## Complete the following
1. According to the blog post, which actor appears to some extent in both films the writer watched this week?
2. From the blog post, copy verbatim the passage that opens with the words containing "Well well well." and closes with "take my life.".

## Text provided
———

Friday, 24 February 2012

Why do you make things so difficult for yourself? / ELVIS 2012

Well well well. Or is that unwell?
I apologise for the dreary, old and tenuous nature of this post, you see I've spent most of this week vainly battling the forces which conspire against me, to take my life.
After waking up at 7am monstrously hungover in not-my-own bed, and trudging to a hospital appointment, basically nothing nice has happened to me this week - apart from watching two films, both starring (to some extent) Dennis Hopper ; one, the David Lynch marathonic Inland Empire, and the second, better, Hopper directed Out of the Blue, which, when being watched in a back room of Goldsmiths caused such an attitude of lawlessness to break out, that smoking - indoor no less- ensued.
Though I have 'given up' smoking, I can resist no opportunity to pettily break the law..which is what this post is getting to, taking a swift detour via some more audio-visual analysis;

When I was in one of this weeks many hospital waiting rooms I had the opportunity to watch some day time telly. I have not watched daytime telly for a few years at least, and I have not watched it at the hour of 9 for at least ten years.  By God.

———

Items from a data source
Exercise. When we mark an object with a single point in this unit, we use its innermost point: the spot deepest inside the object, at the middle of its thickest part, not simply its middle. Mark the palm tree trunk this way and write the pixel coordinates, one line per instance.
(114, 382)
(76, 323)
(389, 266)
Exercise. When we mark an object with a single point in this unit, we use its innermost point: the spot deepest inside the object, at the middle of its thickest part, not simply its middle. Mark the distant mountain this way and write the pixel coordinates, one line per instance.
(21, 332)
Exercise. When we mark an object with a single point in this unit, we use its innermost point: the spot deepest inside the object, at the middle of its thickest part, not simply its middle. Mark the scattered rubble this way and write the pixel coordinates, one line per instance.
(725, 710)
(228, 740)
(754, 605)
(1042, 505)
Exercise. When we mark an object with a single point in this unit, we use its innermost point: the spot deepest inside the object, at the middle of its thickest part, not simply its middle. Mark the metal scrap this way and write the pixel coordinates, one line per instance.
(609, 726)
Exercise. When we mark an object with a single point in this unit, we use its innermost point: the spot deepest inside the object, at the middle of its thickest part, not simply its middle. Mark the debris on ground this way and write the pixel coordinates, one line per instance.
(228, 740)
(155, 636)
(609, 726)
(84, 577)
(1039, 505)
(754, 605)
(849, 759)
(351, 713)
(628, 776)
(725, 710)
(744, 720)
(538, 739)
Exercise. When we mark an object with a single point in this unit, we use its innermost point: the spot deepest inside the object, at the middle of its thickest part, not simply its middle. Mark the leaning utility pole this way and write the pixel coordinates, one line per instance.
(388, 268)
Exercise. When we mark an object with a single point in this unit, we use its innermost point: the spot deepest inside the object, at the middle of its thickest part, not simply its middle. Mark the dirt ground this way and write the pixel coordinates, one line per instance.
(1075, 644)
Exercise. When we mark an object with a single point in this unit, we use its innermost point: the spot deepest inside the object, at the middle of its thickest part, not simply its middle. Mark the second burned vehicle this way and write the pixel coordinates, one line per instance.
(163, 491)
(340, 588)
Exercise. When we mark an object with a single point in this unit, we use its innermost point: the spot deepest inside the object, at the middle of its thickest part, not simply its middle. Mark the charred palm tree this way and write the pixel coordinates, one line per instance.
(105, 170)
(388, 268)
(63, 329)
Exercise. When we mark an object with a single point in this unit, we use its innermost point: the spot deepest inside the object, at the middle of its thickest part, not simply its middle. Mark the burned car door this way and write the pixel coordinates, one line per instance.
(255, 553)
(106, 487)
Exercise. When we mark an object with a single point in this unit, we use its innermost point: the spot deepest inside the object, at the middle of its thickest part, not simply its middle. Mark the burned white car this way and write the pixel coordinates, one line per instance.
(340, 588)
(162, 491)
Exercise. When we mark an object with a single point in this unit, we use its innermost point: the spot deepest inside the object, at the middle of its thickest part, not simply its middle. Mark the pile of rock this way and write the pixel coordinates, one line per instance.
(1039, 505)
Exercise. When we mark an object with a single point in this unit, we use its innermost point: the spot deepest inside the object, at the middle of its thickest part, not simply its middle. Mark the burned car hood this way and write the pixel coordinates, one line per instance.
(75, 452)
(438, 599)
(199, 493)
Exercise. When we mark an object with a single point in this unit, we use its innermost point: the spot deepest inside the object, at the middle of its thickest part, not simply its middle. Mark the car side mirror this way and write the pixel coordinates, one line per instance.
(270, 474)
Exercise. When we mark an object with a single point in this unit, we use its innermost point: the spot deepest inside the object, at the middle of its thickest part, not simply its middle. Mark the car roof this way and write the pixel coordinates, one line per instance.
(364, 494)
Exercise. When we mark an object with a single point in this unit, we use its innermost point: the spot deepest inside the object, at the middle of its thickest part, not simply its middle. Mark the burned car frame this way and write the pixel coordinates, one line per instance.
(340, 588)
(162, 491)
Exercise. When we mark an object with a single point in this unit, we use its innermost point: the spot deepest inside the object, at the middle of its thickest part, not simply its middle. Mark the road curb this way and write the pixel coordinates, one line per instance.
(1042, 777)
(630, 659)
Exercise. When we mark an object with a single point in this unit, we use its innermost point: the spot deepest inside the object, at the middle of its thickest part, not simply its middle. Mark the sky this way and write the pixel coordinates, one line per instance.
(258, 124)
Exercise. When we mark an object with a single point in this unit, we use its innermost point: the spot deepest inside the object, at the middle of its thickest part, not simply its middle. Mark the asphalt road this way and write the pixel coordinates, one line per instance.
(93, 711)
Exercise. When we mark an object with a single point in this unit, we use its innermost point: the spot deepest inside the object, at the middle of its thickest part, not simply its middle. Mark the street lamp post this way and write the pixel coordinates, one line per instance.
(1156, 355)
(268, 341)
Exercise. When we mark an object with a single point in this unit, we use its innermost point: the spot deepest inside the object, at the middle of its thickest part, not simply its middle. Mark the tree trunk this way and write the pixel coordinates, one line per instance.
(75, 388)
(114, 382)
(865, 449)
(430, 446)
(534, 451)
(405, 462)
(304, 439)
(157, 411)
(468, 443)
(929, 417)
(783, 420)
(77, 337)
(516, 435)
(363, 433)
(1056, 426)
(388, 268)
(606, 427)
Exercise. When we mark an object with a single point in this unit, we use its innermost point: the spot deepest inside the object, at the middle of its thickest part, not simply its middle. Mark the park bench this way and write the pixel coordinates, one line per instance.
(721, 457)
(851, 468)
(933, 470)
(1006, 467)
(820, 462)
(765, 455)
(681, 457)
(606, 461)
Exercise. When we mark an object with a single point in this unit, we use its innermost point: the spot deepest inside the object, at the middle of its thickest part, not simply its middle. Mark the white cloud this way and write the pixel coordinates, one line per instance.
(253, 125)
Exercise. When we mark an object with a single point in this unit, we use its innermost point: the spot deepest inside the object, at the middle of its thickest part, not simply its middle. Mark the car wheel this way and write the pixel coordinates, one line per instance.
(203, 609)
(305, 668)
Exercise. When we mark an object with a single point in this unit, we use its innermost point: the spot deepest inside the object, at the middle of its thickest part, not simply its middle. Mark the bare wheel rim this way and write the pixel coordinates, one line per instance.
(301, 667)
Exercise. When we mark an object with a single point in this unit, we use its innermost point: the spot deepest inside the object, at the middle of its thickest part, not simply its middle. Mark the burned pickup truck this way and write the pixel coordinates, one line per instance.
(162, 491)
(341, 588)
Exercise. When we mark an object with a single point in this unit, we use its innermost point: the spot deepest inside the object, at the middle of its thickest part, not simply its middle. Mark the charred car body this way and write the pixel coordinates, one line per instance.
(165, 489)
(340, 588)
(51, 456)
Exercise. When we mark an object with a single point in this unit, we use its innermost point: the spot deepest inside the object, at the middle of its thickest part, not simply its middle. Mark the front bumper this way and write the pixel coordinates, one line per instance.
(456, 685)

———

## Solutions below
1. Dennis Hopper

2.
Well well well. Or is that unwell?
I apologise for the dreary, old and tenuous nature of this post, you see I've spent most of this week vainly battling the forces which conspire against me, to take my life.